(Data extracted from a collection)
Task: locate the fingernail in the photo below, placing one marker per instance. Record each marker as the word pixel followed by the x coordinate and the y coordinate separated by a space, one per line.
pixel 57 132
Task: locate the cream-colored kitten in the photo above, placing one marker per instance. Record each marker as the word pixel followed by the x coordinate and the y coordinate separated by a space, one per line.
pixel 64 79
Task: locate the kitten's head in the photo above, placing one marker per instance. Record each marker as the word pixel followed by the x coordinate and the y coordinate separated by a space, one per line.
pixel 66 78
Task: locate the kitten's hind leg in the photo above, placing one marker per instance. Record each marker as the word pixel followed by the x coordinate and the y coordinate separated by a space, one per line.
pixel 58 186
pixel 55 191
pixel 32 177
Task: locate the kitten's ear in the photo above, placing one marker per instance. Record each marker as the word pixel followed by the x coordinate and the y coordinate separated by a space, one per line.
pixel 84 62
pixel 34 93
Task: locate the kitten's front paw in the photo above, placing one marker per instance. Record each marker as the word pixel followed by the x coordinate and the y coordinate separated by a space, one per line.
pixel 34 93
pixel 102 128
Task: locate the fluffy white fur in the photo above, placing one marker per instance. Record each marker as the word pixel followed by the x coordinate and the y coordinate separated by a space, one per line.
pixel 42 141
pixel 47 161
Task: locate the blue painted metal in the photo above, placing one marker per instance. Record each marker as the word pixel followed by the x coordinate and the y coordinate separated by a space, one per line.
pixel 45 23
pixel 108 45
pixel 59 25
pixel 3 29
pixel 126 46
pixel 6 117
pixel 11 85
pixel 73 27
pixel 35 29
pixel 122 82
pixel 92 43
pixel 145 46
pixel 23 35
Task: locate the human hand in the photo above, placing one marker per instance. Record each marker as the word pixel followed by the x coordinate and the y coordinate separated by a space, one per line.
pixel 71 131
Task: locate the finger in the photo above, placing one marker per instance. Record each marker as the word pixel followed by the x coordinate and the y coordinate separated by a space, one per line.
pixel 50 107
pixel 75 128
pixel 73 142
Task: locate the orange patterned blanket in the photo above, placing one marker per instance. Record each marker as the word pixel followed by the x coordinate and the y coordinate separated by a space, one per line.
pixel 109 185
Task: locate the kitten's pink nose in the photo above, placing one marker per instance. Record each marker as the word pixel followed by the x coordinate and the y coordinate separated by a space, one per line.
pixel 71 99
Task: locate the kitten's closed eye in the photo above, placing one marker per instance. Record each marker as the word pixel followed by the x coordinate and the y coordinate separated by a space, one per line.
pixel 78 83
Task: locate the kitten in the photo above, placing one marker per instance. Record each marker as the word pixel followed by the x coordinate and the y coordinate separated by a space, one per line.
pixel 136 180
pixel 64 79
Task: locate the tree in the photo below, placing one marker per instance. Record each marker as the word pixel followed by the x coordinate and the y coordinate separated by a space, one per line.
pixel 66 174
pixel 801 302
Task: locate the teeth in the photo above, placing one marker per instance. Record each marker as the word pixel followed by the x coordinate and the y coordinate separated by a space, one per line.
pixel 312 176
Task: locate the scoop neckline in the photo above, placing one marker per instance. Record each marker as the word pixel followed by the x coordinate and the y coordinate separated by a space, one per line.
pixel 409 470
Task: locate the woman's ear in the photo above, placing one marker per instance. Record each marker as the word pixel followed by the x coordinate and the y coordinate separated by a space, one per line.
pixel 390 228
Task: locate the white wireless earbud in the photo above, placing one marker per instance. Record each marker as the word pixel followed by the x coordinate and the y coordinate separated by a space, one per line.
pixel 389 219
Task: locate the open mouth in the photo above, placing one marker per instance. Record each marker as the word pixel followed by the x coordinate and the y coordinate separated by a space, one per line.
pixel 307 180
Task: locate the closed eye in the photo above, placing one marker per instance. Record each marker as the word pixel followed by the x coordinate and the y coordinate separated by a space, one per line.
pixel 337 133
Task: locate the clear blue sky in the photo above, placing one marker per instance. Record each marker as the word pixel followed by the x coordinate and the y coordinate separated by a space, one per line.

◆ AIM OF THE EXERCISE ◆
Exactly reproduce every line of the records.

◆ FINAL RESULT ◆
Task: locate the fingernail in the photo below, placing one marker per instance. Record each marker as the word pixel followed by the x coordinate and the y coordinate separated by a space, one per line.
pixel 57 132
Task: locate the cream-colored kitten in the photo above, placing one marker per instance. Record each marker as the word pixel followed by the x coordinate and the y coordinate separated by a space, one per line.
pixel 64 79
Task: locate the kitten's head in the photo above, placing one marker per instance. Record each marker as the word pixel followed by the x coordinate and the y coordinate separated by a space, one per line.
pixel 66 78
Task: locate the kitten's hind leg in the photo above, placing one marker per instance. Record each marker as the word pixel followed by the x coordinate and the y coordinate separated by a space, one per line.
pixel 58 186
pixel 55 191
pixel 32 177
Task: locate the kitten's ear in the photo above, placing one marker per instance. Record each marker as the word pixel followed by the x coordinate and the y coordinate separated by a space, one per line.
pixel 84 62
pixel 34 93
Task: locate the kitten's front paw in the photo above, placing one marker per instance. Record each marker as the word pixel followed by the x coordinate and the y coordinate separated by a space, one per line.
pixel 34 93
pixel 102 128
Task: locate the fluffy white fur in the photo above, placing one marker per instance. Record each marker as the word pixel followed by the x coordinate and the y coordinate separated by a space, one per line.
pixel 42 141
pixel 47 161
Task: locate the blue painted metal in the photo above, placing one marker per instance. Record each marker as the word pixel followed by the x coordinate and the y coordinate separated by a space, one per line.
pixel 45 23
pixel 108 45
pixel 59 25
pixel 3 29
pixel 126 46
pixel 6 117
pixel 11 85
pixel 73 27
pixel 35 29
pixel 122 82
pixel 92 43
pixel 145 46
pixel 23 35
Task: locate the human hand in the photo above, placing one marker per instance. Record each marker as the word pixel followed by the x coordinate and the y coordinate separated by a space, one per line.
pixel 71 131
Task: locate the finger in the photo above, placing one marker per instance. Record each marker as the word pixel followed by the x coordinate and the y coordinate separated by a space, one per line.
pixel 50 107
pixel 75 128
pixel 73 142
Task: locate the orange patterned blanket in the photo above, placing one marker per instance. Record each marker as the word pixel followed by the x coordinate and the y coordinate separated by a space, one per line.
pixel 109 185
Task: locate the kitten's pink nose in the photo above, placing one marker per instance. Record each marker as the word pixel followed by the x coordinate and the y coordinate separated by a space, one per line.
pixel 71 99
Task: locate the kitten's closed eye in the photo above, placing one marker per instance. Record each marker as the word pixel followed by the x coordinate and the y coordinate separated by a space, one per line.
pixel 78 83
Task: locate the kitten in the photo above, placing one marker per instance. Record each marker as the word pixel followed by the x coordinate and the y coordinate separated by a space, one per line.
pixel 136 180
pixel 64 79
Task: locate the tree in the photo below, placing one marker per instance. Record each marker as the word pixel followed by the x coordinate and the y coordinate separated by a space, one per line.
pixel 66 174
pixel 801 302
Task: locate the teeth in the photo above, placing one marker per instance. Record each marker as the word pixel followed by the x coordinate and the y coordinate separated by a space, one per line.
pixel 312 176
Task: locate the scoop neckline in the photo above, placing one marker per instance. Record each marker as the word pixel followed by the x coordinate and the y coordinate separated by a space, one per line.
pixel 409 470
Task: locate the woman's ear in the photo above, placing one marker per instance. Record each marker as the word pixel followed by the x coordinate and the y coordinate separated by a space, one per line.
pixel 390 228
Task: locate the white wireless earbud in the photo above, placing one marker per instance. Record each marker as the word pixel followed by the x coordinate and the y coordinate separated by a space, one per line.
pixel 389 219
Task: locate the open mouth in the photo above, placing one marker per instance. Record each marker as the word pixel followed by the x coordinate and the y coordinate separated by a space, one per line.
pixel 307 180
Task: locate the closed eye in the photo above, placing one marker per instance. Record each marker as the word pixel followed by the x coordinate and the y coordinate separated by a space, one per line.
pixel 337 133
Task: locate the clear blue sky in the photo above, placing one marker per instance. Record each marker as the word pixel followed by the x coordinate and the y coordinate separated by a space, one per line.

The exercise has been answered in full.